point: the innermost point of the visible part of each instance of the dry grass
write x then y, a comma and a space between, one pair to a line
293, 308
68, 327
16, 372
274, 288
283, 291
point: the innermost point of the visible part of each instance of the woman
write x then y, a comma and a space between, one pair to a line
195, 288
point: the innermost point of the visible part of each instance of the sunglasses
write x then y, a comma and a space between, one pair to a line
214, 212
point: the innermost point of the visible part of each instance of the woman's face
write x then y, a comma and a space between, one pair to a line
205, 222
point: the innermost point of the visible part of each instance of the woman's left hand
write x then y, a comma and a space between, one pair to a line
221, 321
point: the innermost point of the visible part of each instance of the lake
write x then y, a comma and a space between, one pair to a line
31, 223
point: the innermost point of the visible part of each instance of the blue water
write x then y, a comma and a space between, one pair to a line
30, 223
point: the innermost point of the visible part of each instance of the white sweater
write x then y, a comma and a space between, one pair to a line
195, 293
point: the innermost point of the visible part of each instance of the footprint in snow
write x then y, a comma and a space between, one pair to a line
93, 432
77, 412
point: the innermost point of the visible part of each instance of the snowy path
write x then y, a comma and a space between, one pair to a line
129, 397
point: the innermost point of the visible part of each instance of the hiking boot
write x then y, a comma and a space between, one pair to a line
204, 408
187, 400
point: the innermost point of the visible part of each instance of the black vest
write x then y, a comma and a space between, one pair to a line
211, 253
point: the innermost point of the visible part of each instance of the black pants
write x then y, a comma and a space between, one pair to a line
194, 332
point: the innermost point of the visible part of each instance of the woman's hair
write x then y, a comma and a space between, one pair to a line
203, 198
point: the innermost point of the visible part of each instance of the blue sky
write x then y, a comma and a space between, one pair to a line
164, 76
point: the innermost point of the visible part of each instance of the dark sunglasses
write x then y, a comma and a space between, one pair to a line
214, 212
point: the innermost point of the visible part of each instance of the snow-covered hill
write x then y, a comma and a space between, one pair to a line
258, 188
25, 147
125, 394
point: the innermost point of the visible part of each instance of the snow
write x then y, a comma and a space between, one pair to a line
::::
## Task requirements:
Transcribe every item above line for line, without changing any wording, numbers, or punctuation.

## Written response:
point: the innermost point of the visible part of each instance of the dry grass
write x then y, a comma and a space between, one pair to a line
293, 308
68, 327
16, 372
274, 288
283, 291
point: the innermost point of the visible part of each instance of the woman
write x then y, a comma and a space between, one pair to a line
195, 288
point: the innermost point of the visible part of each instance of the sunglasses
write x then y, a comma and a space between, one pair to a line
214, 212
point: the innermost point of the visible part of each instance of the woman's face
write x then y, a comma and a space between, one pair to a line
205, 222
point: the innermost point of the visible part of each instance of the woman's left hand
write x then y, a comma and a space between, one pair to a line
221, 321
point: the innermost point of the visible part of each instance of the lake
write x then y, a comma and a space between, one pair to a line
31, 223
point: the innermost point of the visible part of each instance of the blue water
write x then y, a comma and a space between, one pair to a line
30, 223
point: the innermost point of the visible part of each instance of the white sweater
write x then y, a comma and a space between, one pair to a line
195, 293
point: the innermost point of the visible part of each instance of the footprint in snow
write x then y, a comma and a space between, one pair to a line
93, 432
77, 412
point: the innermost point of the visible part of each instance of the snowy path
write x then y, a comma and a space between, one pair to a line
129, 397
point: the innermost point of the visible part of each instance of the hiking boot
write x then y, a comma and a space between, one pair to a line
204, 408
187, 400
point: the innermost point of the visible part of each instance of the black vest
write x then y, a comma and a space between, one pair to a line
211, 253
point: the innermost point of the visible part of each instance of the black pants
write x then y, a comma and a space between, one pair to a line
194, 332
point: the innermost point of the visible part of each instance of the woman's hair
write x then y, a comma and a space between, one pair to a line
203, 198
point: the innermost point of the visible part of each instance of the blue sky
write x then y, a comma and a space between, one pair to a line
164, 76
point: the innermost point of the visible part of each instance of the dark sunglasses
write x then y, a comma and a space between, one pair to a line
214, 212
point: the innermost point of the visible part of each instance of the snow-covered hill
write x then y, a comma and a space between, one pair to a line
258, 188
25, 147
125, 394
point: the innermost point of the visible part of each instance of the snow
write x then y, a comma and a space between, one pair to a line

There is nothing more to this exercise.